Canada hosting Syria government websites



OTTAWA- Canada is hosting websites of the Syrian government in a possible breach of sanctions over a deadly crackdown by President Bashar al-Assad's forces, Canadian researchers said Thursday.
An investigation by a University of Toronto group that last year uncovered a China-based online spy network found that the websites of Syria's ministries of culture, transport and others, as well as Syrian television Addounia TV are being hosted on Canada-based web servers.



All of them are subject to Canadian sanctions, but a Canadian government official was not immediately available to comment on the revelations.
"Our findings peel back the layers of a complex, highly nuanced, and often seamy world of web hosting," said Ron Deibert, director of the university's Citizen Lab.
"That Syrian government websites, including a Syrian state-backed television station known to be inciting violence, are hosted in Canada, is at minimum in contradiction to Canada's stated foreign policy and possibly material support to a regime that is now globally condemned for its repression and violence."

◆ MATERIAL SUPPLIED ◆
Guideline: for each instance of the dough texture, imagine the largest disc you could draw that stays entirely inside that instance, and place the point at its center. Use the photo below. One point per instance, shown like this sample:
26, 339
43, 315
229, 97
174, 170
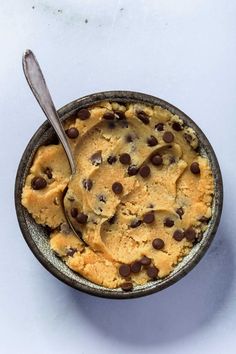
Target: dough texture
117, 229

◆ STATED TASK ◆
Summarize the news report on Canada hosting Syrian government websites in two sentences.

◆ RESPONSE BELOW ◆
A University of Toronto group found that the websites of several Syrian ministries and of Syrian television Addounia TV, all subject to Canadian sanctions, are hosted on Canada-based servers, a possible breach of sanctions imposed over Bashar al-Assad's crackdown. Ron Deibert, director of the university's Citizen Lab, said this at minimum contradicts Canada's stated foreign policy and may amount to material support for the regime, while a Canadian government official was not immediately available to comment.